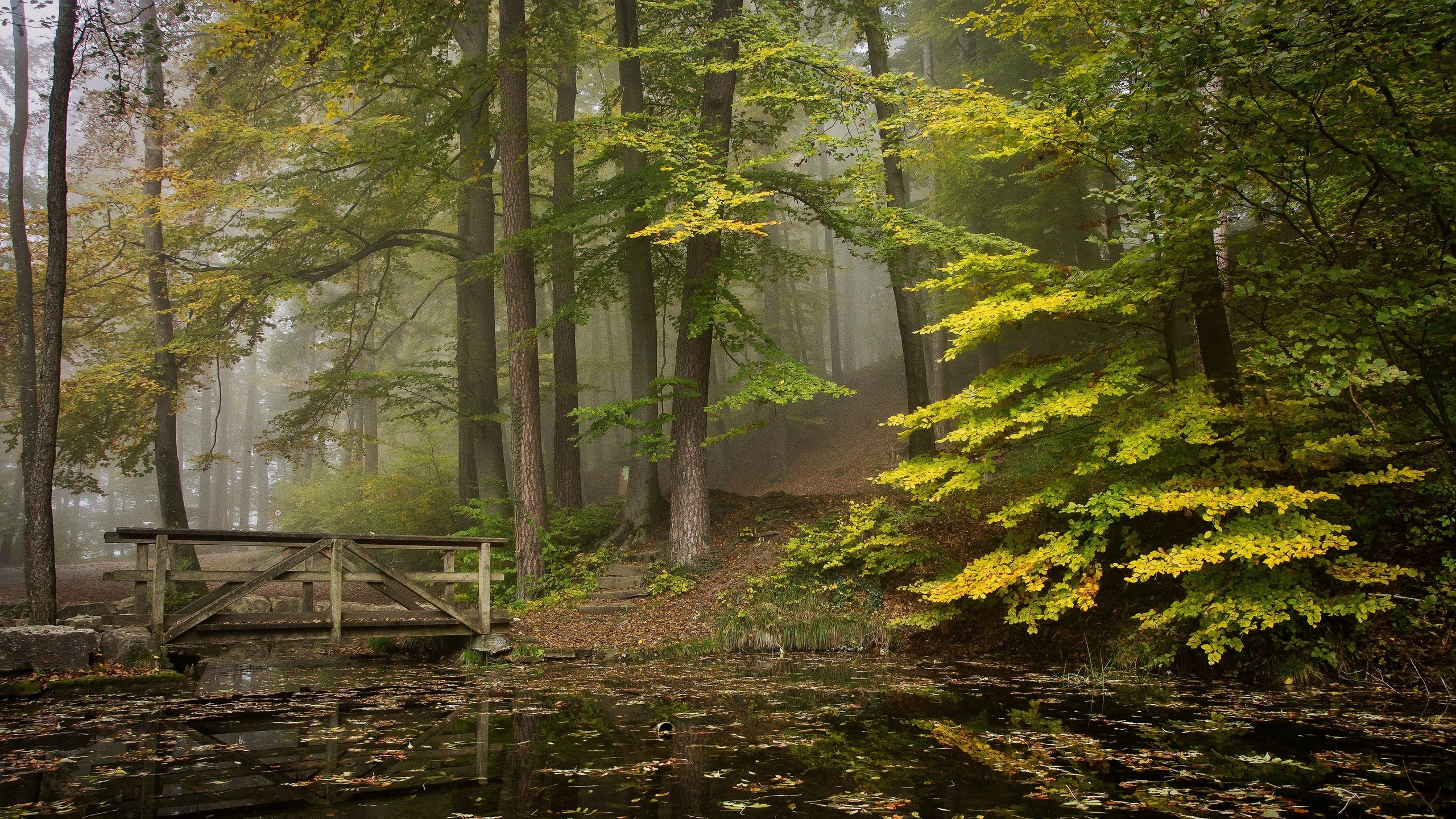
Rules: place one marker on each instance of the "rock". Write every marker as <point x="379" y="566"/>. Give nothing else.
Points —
<point x="79" y="610"/>
<point x="491" y="644"/>
<point x="130" y="646"/>
<point x="251" y="604"/>
<point x="51" y="647"/>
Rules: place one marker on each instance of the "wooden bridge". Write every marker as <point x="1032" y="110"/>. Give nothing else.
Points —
<point x="427" y="597"/>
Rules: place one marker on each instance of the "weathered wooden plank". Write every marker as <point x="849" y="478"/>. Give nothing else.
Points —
<point x="222" y="601"/>
<point x="228" y="537"/>
<point x="139" y="592"/>
<point x="419" y="591"/>
<point x="337" y="588"/>
<point x="159" y="586"/>
<point x="299" y="576"/>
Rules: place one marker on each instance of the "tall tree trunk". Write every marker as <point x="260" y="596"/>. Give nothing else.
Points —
<point x="519" y="282"/>
<point x="1210" y="318"/>
<point x="21" y="241"/>
<point x="220" y="444"/>
<point x="168" y="462"/>
<point x="567" y="458"/>
<point x="40" y="548"/>
<point x="644" y="504"/>
<point x="775" y="439"/>
<point x="830" y="274"/>
<point x="264" y="498"/>
<point x="901" y="274"/>
<point x="482" y="441"/>
<point x="165" y="365"/>
<point x="245" y="503"/>
<point x="204" y="445"/>
<point x="690" y="525"/>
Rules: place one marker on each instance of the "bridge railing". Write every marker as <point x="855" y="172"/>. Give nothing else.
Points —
<point x="308" y="559"/>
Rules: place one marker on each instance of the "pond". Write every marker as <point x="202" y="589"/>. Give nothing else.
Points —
<point x="743" y="737"/>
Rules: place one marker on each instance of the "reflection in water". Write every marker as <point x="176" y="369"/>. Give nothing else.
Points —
<point x="816" y="737"/>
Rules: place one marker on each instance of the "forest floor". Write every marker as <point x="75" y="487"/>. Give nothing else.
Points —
<point x="747" y="534"/>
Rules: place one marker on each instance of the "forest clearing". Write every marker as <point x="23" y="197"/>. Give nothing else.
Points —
<point x="478" y="408"/>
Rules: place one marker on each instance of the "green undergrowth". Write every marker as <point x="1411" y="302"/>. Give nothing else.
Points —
<point x="829" y="588"/>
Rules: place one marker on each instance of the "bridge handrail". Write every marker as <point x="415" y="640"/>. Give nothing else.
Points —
<point x="230" y="537"/>
<point x="295" y="563"/>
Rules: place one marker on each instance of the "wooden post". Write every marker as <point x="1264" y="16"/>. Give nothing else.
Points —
<point x="308" y="588"/>
<point x="450" y="568"/>
<point x="139" y="594"/>
<point x="159" y="588"/>
<point x="337" y="586"/>
<point x="482" y="738"/>
<point x="484" y="579"/>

Task prompt: Only the text of the records belongs in the answer; reproduce it verbatim, with no pictures.

Written response:
Rules: place one marker on each instance of the "rock". Write every marker as <point x="379" y="566"/>. Give nothing else.
Points —
<point x="79" y="610"/>
<point x="491" y="644"/>
<point x="130" y="646"/>
<point x="251" y="604"/>
<point x="51" y="647"/>
Rules: place one marker on each instance of the "wooden bridge". Write every marker as <point x="1032" y="110"/>. Give nothing else.
Points —
<point x="427" y="597"/>
Rules: place one marker on each instance of the "weathered wooden plank". Write every marker as <point x="849" y="478"/>. Give nothing else.
Points —
<point x="222" y="601"/>
<point x="228" y="537"/>
<point x="139" y="592"/>
<point x="419" y="591"/>
<point x="337" y="588"/>
<point x="159" y="586"/>
<point x="299" y="576"/>
Rules: place one marker on each instance of the "tall tree trunk". Write every marker as <point x="260" y="596"/>. Give nothing else.
Points —
<point x="519" y="282"/>
<point x="1210" y="318"/>
<point x="21" y="241"/>
<point x="220" y="444"/>
<point x="168" y="462"/>
<point x="567" y="458"/>
<point x="40" y="548"/>
<point x="644" y="504"/>
<point x="775" y="439"/>
<point x="830" y="274"/>
<point x="264" y="498"/>
<point x="901" y="274"/>
<point x="482" y="441"/>
<point x="165" y="365"/>
<point x="245" y="503"/>
<point x="204" y="445"/>
<point x="690" y="525"/>
Rules: place one marker on each instance of the "bridge railing". Write every marker as <point x="855" y="172"/>. Give nothing else.
Points —
<point x="308" y="559"/>
Rules: place one marker on each instance of the "pond". Write every marker as <point x="202" y="589"/>. Give nothing else.
Points —
<point x="743" y="737"/>
Rules: place one marker on each instance of the "reflection in water". Write every marker as <point x="176" y="369"/>. Give nothing else.
Points —
<point x="816" y="737"/>
Rules: place one marker on each instance of the "forest floor". Write every marker as <point x="75" y="487"/>. Give nothing else.
Points —
<point x="747" y="534"/>
Rules: place one marker on each instance of the "forest clearing". Write every marker as <point x="23" y="197"/>. Give nothing else.
Points —
<point x="478" y="408"/>
Rules: place one marker on each instance of the "green undergrowth". Write every marker as <point x="1411" y="302"/>. Give nothing else.
Points —
<point x="829" y="588"/>
Rules: place one marker on each instance of the "bridge handrail". Write every marker as <point x="415" y="640"/>. Give nothing else.
Points —
<point x="230" y="537"/>
<point x="295" y="563"/>
Rules: place one marker on each instance of the "wooden post". Write every marker as <point x="1264" y="16"/>. Give nothing else.
Points —
<point x="308" y="588"/>
<point x="450" y="568"/>
<point x="139" y="594"/>
<point x="159" y="588"/>
<point x="337" y="586"/>
<point x="482" y="738"/>
<point x="484" y="579"/>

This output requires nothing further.